EXTRAIT DE PAGE

•••••

A.D. : et puis ils l’ont vu dès le départ. Moi je suis le cinquième co-fondateur, je suis le dernier à être arrivé et les quatre autres ont fait appel à moi. Ils ont dit « on veut un jeu à univers, on veut un jeu à scénario, on veut que le jeu vidéo porte une narration. » Et vraiment ils ont fait appel à moi, moi j’étais Grand Prix de l’Imaginaire, comme Stéphane d’ailleurs, donc on était des figures dans le petit milieu de la science-fiction française, des figures reconnues capables de créer des univers et ils ont dit « on veut ce gars-là parce qu’on a la volonté dans notre boîte de faire des jeux narratifs ». Cela explique que c’est très présent.
Est-ce-que vous diriez que Remember Me est un story-driven, un character-driven ou les deux ?
A.D. : c’est un univers-driven je dirais (rires). C’est intéressant comme question…
S.B. : grave, c’est une très bonne question. Moi j’aurais tendance à dire que Nilin découle de l’histoire en fait…
A.D. : oui, complétement.
S.B. : l’histoire a été créée avant Nilin. Donc c’est d’abord une histoire, c’est d’abord un univers et une fois qu’on a déposé les codes et les clefs de ce qu’on voulait raconter dans ce Monde, c’est Nilin qui est apparue. Cela répond d’ailleurs à la question qu’on a parfois qui est « Pourquoi vous avez choisi une fille ? ». On n’a pas décidé de faire un truc militant où on imposerait un personnage féminin. Ce personnage-là, cette jeune femme, est apparue au fil de nos réflexions comme étant le personnage qui avait le plus de choses à vivre dans ce Monde-là.
A.D. : mais c’est vrai qu’on part… Moi j’ai une particularité dans la création d’univers, c’est que je pars vraiment du concept, moi je viens beaucoup de la philo et de la sociologie et je pars souvent d’un concept, c’est ce qui me paraît le plus intéressant. Là c’est la digitalisation de la mémoire, dire ce qu'il se passerait si la mémoire pouvait être digitalisée, si on pouvait échanger des souvenirs avec des gens, les partager, les voler, les trafiquer, les vendre, ce qui fait que le plus intime de nous-mêmes, c’est-à-dire nos souvenirs, pouvait être transmis à quelqu’un d’autre. C’est cette idée de mémoire portative. Donc, c’était vraiment un concept et de dire, si on était capables de manipuler ça, ce que cela induit, économiquement, au niveau de la résistance, de la militance, au niveau de la politique, au niveau de l’organisation de la société. C’était vraiment parti de ce truc-là et à partir de ce concept, on a déployé, déployé, déployé… Mais vraiment, même dans le travail qu’on a fait avec les équipes, puisqu’à un moment j’ai réuni sept personnes pendant huit mois et on a rebâti l’univers et toute la bulle narrative, et c’était marrant parce que le concept a explosé dans toutes les directions, mais il permettait de dire que l’économie est articulée autour d’une banque centrale, qui est la banque des mémoires vivantes. C’est elle qui récupère tous ces souvenirs, les revend à d’autres boites pour savoir quelles sont les tendances marketing à exploiter, etc. Il y avait toute une logique, aussi sur la résistance des mouvements, on avait Amnesia International qui se battait contre la manipulation de la mémoire comme effacement permanent ou oubli permanent, générée par le gouvernement extérieur. On avait plein de choses comme ça qui venaient, mais on partait d’un univers.

•••••

DONNÉES FOURNIES
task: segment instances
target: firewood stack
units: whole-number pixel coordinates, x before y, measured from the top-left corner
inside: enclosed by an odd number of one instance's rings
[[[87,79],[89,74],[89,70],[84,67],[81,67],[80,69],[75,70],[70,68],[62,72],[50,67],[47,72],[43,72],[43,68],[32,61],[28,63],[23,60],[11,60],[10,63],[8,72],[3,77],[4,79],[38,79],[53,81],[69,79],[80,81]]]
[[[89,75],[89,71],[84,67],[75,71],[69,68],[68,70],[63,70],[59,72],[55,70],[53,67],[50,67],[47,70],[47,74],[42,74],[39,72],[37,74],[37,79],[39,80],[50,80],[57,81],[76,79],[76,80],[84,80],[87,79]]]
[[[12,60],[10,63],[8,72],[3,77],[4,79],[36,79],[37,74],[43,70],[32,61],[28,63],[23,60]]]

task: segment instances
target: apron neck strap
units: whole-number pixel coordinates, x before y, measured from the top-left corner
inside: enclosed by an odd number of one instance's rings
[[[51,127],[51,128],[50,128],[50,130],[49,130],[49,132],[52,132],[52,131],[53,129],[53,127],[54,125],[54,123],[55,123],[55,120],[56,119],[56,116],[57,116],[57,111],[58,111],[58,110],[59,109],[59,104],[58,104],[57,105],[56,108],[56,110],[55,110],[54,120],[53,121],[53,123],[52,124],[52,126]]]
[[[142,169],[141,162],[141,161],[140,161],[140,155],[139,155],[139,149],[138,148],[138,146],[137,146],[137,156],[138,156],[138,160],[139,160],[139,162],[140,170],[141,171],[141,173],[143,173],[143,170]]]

•••••

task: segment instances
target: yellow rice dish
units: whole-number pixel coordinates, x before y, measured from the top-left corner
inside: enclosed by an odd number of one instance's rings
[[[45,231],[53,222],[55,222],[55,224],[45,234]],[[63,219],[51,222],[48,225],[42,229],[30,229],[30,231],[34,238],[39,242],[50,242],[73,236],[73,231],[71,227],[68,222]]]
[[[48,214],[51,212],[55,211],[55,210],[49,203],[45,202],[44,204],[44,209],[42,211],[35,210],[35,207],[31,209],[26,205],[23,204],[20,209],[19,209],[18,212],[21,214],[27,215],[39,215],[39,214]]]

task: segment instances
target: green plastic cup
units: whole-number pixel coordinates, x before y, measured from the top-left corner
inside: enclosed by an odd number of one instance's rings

•••••

LISTE DES TÂCHES
1) Recopiez fidèlement le passage de l'entretien qui va de "A.D. : c’est" à "dans ce Monde-là.".
2) D'après l'entretien, combien de personnes ont été réunies pour rebâtir l'univers, et pendant combien de temps ?
Seul l'entretien sert de source.

RÉPONSES AUX TÂCHES
1)
A.D. : c’est un univers-driven je dirais (rires). C’est intéressant comme question…
S.B. : grave, c’est une très bonne question. Moi j’aurais tendance à dire que Nilin découle de l’histoire en fait…
A.D. : oui, complétement.
S.B. : l’histoire a été créée avant Nilin. Donc c’est d’abord une histoire, c’est d’abord un univers et une fois qu’on a déposé les codes et les clefs de ce qu’on voulait raconter dans ce Monde, c’est Nilin qui est apparue. Cela répond d’ailleurs à la question qu’on a parfois qui est « Pourquoi vous avez choisi une fille ? ». On n’a pas décidé de faire un truc militant où on imposerait un personnage féminin. Ce personnage-là, cette jeune femme, est apparue au fil de nos réflexions comme étant le personnage qui avait le plus de choses à vivre dans ce Monde-là.

2) Sept personnes, pendant huit mois.